**WHAT NEEDS TO BE DONE:** Below are some records; retype all of them exactly.

Stored data:
◇ ◇ ◇ ◇

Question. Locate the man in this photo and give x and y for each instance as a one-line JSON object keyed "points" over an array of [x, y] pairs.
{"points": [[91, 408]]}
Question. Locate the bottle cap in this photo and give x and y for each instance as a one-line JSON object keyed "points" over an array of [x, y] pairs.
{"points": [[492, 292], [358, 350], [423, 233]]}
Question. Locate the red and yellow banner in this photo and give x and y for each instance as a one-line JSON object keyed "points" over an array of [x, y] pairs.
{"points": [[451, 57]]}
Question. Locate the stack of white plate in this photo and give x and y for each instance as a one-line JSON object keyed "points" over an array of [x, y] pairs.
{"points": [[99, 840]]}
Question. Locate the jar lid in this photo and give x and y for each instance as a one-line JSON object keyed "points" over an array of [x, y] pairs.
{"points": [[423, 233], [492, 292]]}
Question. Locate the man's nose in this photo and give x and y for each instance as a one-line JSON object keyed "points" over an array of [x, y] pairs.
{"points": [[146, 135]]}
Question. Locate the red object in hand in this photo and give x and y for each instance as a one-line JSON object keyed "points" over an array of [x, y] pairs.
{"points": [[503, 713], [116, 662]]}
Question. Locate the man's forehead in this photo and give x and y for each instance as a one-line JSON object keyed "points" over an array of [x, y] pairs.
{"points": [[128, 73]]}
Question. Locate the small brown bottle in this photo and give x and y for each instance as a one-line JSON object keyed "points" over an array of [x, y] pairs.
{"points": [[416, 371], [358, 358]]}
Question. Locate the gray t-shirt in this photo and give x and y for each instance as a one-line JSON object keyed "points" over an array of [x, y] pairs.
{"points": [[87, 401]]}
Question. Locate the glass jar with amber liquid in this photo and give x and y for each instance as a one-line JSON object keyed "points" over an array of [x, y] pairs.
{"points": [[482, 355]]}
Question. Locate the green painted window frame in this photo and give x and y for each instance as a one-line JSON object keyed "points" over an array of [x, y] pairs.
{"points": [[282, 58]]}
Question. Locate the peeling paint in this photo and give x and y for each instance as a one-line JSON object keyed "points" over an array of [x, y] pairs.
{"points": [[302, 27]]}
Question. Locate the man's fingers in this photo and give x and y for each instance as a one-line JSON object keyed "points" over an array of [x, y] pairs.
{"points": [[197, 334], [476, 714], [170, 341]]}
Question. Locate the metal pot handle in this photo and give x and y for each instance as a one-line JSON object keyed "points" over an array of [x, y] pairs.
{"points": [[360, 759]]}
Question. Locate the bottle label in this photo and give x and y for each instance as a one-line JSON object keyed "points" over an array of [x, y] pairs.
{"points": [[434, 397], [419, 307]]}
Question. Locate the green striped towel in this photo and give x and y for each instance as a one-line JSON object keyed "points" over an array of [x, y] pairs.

◇ ◇ ◇ ◇

**SOLUTION:**
Question. Locate the man in this photo and give x and y for each instance as a one-line JSON object keyed "points" over an array of [x, y] pairs.
{"points": [[91, 408]]}
Question. Locate the bottle cap in this photo and give x and y for each instance as a one-line JSON object keyed "points" over an array of [x, y] pairs.
{"points": [[492, 292], [358, 350], [423, 233]]}
Question. Locate the red and yellow banner in this photo and give x and y for each instance as a one-line JSON object keyed "points" over an array of [x, y] pairs.
{"points": [[451, 57]]}
Question. Locate the stack of white plate in this photo and give x and y for each instance as a one-line JSON object keyed "points" over an array of [x, y] pairs.
{"points": [[99, 840]]}
Question. Locate the jar lid in this photo and give x and y for each instance as a one-line JSON object keyed "points" over an array of [x, y] pairs.
{"points": [[423, 233], [492, 292]]}
Question. Locate the man's nose in this photo and give x and y for each instance as a one-line JSON object keyed "points" over an array of [x, y] pairs.
{"points": [[146, 135]]}
Question. Locate the red object in hand in this photo and give x and y for each instance as a one-line JSON object keyed "points" over an array of [x, y] pairs.
{"points": [[503, 713], [116, 662]]}
Question. Locate the man's forehead in this photo and give x and y for each instance as a one-line JSON object keyed "points" over an array of [x, y] pairs.
{"points": [[128, 73]]}
Question. Locate the small brown bottle in this photo and give x and y for each instance as a one-line JSON object keyed "points" over an array of [x, y] pairs.
{"points": [[416, 371], [358, 358]]}
Question. Locate the gray t-shirt in this photo and give x and y for each instance as a one-line JSON object keyed "points" over an array of [x, y] pairs.
{"points": [[87, 401]]}
Question. Locate the glass jar with amber liquid in this photo and give x and y for each instance as a one-line JSON object keyed "points" over an array of [x, y] pairs.
{"points": [[482, 355]]}
Question. Locate the green painted window frame in this photo and give x and y for each instance as a one-line JSON object keyed "points" over an array of [x, y] pairs.
{"points": [[282, 58]]}
Question. Locate the peeling paint in this photo and give x and y for each instance as a one-line JSON object keyed "points" over an array of [x, y] pairs.
{"points": [[302, 27]]}
Question. Locate the man's fingers in this photo and give x and y for each instance as a one-line JSON object keyed "points" over an array of [x, y] pairs.
{"points": [[197, 334], [476, 714], [170, 341]]}
Question. Locate the metal pot handle in this photo and give x and y for each instance as a one-line JSON object keyed "points" over an array of [x, y] pairs.
{"points": [[360, 759]]}
Question. Locate the bottle label in this photo and give x and y for each instance as a one-line JSON object keyed "points" over an array of [x, y] pairs.
{"points": [[434, 397], [419, 307]]}
Question. Locate the green striped towel in this photo and give x and y for each instance as a one-line JSON object keyed "points" over an array of [x, y] pairs.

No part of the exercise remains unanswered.